◆ **WHAT THE TASK ASKS**
Copy every entry below word for word, but leave the pictures out.

[start]

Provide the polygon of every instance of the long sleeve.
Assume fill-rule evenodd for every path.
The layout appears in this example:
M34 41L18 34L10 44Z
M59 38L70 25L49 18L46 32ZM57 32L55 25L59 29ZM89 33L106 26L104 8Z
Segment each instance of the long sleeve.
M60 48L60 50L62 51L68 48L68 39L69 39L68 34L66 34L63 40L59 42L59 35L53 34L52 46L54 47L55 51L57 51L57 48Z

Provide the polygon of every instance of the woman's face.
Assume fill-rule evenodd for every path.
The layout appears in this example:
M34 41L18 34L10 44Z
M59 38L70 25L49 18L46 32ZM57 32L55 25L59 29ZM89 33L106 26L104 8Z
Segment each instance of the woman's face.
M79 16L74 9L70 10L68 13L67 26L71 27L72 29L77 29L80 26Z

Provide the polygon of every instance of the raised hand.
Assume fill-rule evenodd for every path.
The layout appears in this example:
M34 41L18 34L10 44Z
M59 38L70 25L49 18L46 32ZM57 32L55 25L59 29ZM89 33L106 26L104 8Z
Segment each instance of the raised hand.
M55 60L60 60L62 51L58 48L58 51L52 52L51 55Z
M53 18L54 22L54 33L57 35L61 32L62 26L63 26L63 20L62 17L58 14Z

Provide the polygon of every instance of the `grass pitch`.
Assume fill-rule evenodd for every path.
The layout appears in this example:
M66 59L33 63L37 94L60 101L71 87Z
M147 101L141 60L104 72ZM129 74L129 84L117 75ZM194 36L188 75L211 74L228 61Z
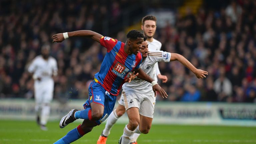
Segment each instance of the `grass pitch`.
M63 129L58 122L48 123L48 130L41 130L35 121L0 120L0 144L51 144L79 124ZM124 124L114 125L107 144L117 144ZM72 143L95 144L105 124ZM153 125L148 134L141 134L139 144L256 144L256 127Z

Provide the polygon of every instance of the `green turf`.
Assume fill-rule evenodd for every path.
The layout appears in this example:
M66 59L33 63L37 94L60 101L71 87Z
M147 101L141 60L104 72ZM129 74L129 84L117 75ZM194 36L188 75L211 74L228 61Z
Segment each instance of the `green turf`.
M41 130L34 121L0 121L0 144L51 144L79 123L61 129L58 123L49 122L48 131ZM96 143L105 125L95 127L74 144ZM112 129L107 144L117 144L123 124ZM149 133L142 134L139 144L256 144L256 127L213 126L153 125Z

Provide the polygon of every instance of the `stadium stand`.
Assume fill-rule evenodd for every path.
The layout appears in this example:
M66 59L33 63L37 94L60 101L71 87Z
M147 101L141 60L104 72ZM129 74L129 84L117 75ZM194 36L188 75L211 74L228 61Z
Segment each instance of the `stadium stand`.
M53 34L89 29L125 39L124 27L146 14L145 7L153 6L131 1L135 1L56 0L59 4L54 5L52 1L1 1L0 98L33 96L33 81L26 70ZM169 96L158 100L256 102L256 1L204 1L196 14L189 8L184 16L177 11L175 25L157 30L155 38L162 50L183 55L209 74L198 79L178 62L160 63L169 80L161 84ZM132 11L126 11L131 7ZM55 98L63 102L87 98L88 85L106 50L80 38L51 46L59 68Z

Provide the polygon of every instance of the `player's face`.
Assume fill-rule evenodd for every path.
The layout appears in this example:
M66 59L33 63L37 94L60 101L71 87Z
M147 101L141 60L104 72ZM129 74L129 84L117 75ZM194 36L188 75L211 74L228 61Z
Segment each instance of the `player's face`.
M156 29L156 22L152 20L145 21L144 25L141 26L141 29L144 32L144 34L148 38L153 37Z
M142 55L142 58L146 58L148 56L148 41L145 41L143 42L142 45L142 47L140 53Z
M143 38L138 38L137 39L131 41L130 51L133 54L137 55L141 49L142 44L143 42Z

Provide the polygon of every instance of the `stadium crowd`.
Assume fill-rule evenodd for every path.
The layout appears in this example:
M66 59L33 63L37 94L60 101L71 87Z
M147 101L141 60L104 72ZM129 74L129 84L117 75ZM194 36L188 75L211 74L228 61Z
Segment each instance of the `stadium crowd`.
M102 33L105 17L112 18L115 26L122 19L122 10L132 4L125 0L87 5L77 0L57 6L50 1L4 1L0 6L0 98L33 97L33 81L27 70L53 34L81 29ZM199 79L178 62L159 63L168 81L158 83L169 97L158 97L158 100L256 102L256 1L231 1L219 8L203 5L196 15L188 8L185 16L177 12L175 25L157 30L154 38L162 43L161 50L181 54L208 72L206 78ZM124 31L116 34L109 36L125 40ZM59 69L56 99L65 102L87 98L88 85L106 52L92 42L76 38L51 44L51 55Z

[end]

◆ **ANSWER FOR THE TASK**
Provide the polygon of every instance of the long sleeve.
Assume fill-rule evenodd for every path.
The layout appears in this example:
M34 41L18 34L10 44Z
M59 38L70 25L49 18L46 32ZM57 32L55 25L59 29ZM89 33L106 26L104 8Z
Segment each instance of the long sleeve.
M60 48L60 50L62 51L68 48L68 39L69 39L68 34L66 34L63 40L59 42L59 35L53 34L52 46L54 47L55 51L57 51L57 48Z

Provide the polygon of every instance of the woman's face.
Assume fill-rule evenodd for every path.
The layout appears in this example:
M34 41L18 34L10 44Z
M59 38L70 25L49 18L46 32ZM57 32L55 25L59 29ZM89 33L106 26L104 8Z
Segment each instance of the woman's face.
M79 16L74 9L70 10L68 13L67 26L71 27L72 29L77 29L80 26Z

Provide the polygon of every instance of the raised hand.
Assume fill-rule evenodd for every path.
The layout appears in this example:
M34 41L18 34L10 44Z
M59 38L70 25L49 18L46 32ZM57 32L55 25L59 29ZM89 33L106 26L104 8Z
Segment each instance of the raised hand.
M55 60L60 60L62 51L58 48L58 51L52 52L51 55Z
M53 18L54 22L54 33L57 35L61 32L62 26L63 26L63 20L62 17L58 14Z

Provide the polygon of every instance of the `grass pitch`.
Assume fill-rule evenodd for every path.
The layout appears in this example:
M66 59L33 63L37 94L60 101L71 87Z
M147 101L141 60L104 72ZM129 74L129 84L117 75ZM194 36L188 75L211 74L228 61Z
Segment each instance of the `grass pitch`.
M63 129L58 122L48 123L48 130L41 130L35 121L0 120L0 144L51 144L79 124ZM124 124L114 125L107 144L117 144ZM72 143L95 144L105 124ZM153 125L148 134L141 134L139 144L256 144L256 127Z

Provide the polygon of every instance of the `green turf`.
Assume fill-rule evenodd for every path.
The layout appears in this example:
M66 59L33 63L37 94L60 101L71 87Z
M147 101L141 60L104 72ZM129 74L129 84L117 75ZM194 36L188 75L211 74L228 61Z
Segment each instance of the `green turf`.
M41 130L34 121L0 121L0 144L51 144L79 123L61 129L58 123L49 122L48 131ZM96 143L105 125L95 127L74 144ZM112 129L107 144L117 144L123 124ZM149 133L142 134L139 144L256 144L256 127L213 126L153 125Z

Provide the polygon of every instance of the `stadium stand`.
Assume fill-rule evenodd for every path.
The layout appears in this example:
M66 59L33 63L37 94L60 101L71 87Z
M147 101L141 60L104 72ZM129 74L129 84L117 75ZM194 36L188 75L211 74L228 61Z
Segment each instance of the `stadium stand`.
M53 34L89 29L125 39L124 27L146 14L145 7L153 6L131 1L135 1L56 0L59 4L54 5L52 1L1 1L0 98L33 96L33 81L26 70ZM169 96L158 100L256 102L256 1L204 1L196 14L189 8L184 16L177 11L175 25L157 30L155 38L162 50L183 55L209 74L198 79L178 62L160 63L169 80L161 84ZM132 11L126 11L131 7ZM55 98L63 102L87 98L88 85L106 50L80 38L51 46L59 68Z

Provide the polygon of every instance of the `player's face`.
Assume fill-rule evenodd for every path.
The layout appears in this example:
M66 59L33 63L37 94L60 101L71 87Z
M147 101L141 60L104 72ZM129 74L129 84L117 75ZM194 36L188 75L211 74L228 61Z
Segment each instance of the `player's face`.
M156 29L156 22L152 20L145 21L144 25L141 26L141 29L144 32L144 34L148 38L153 37Z
M142 55L142 58L146 58L148 56L148 41L145 41L143 42L142 45L142 47L140 53Z
M143 38L138 38L137 39L131 41L130 51L133 54L137 55L141 49L142 44L143 42Z

Provide the polygon of every instance of the `stadium crowd`.
Assume fill-rule evenodd for every path.
The layout appears in this example:
M66 59L33 63L37 94L60 101L71 87Z
M147 101L141 60L104 72ZM129 74L129 84L117 75ZM194 36L188 75L211 74L228 61Z
Segment each instance of the `stadium crowd`.
M102 33L105 17L112 18L115 26L122 19L122 10L132 4L125 0L87 5L77 0L57 6L50 1L4 1L0 6L0 98L33 97L33 81L27 70L53 34L81 29ZM199 79L178 62L159 63L168 81L158 83L169 97L158 97L158 100L256 102L256 1L231 1L219 8L203 5L196 15L188 8L185 16L177 12L175 25L157 30L154 38L162 43L161 50L181 54L208 72L206 78ZM124 31L116 34L109 36L125 40ZM59 69L56 99L65 102L87 98L88 85L106 52L92 42L76 38L51 44L51 55Z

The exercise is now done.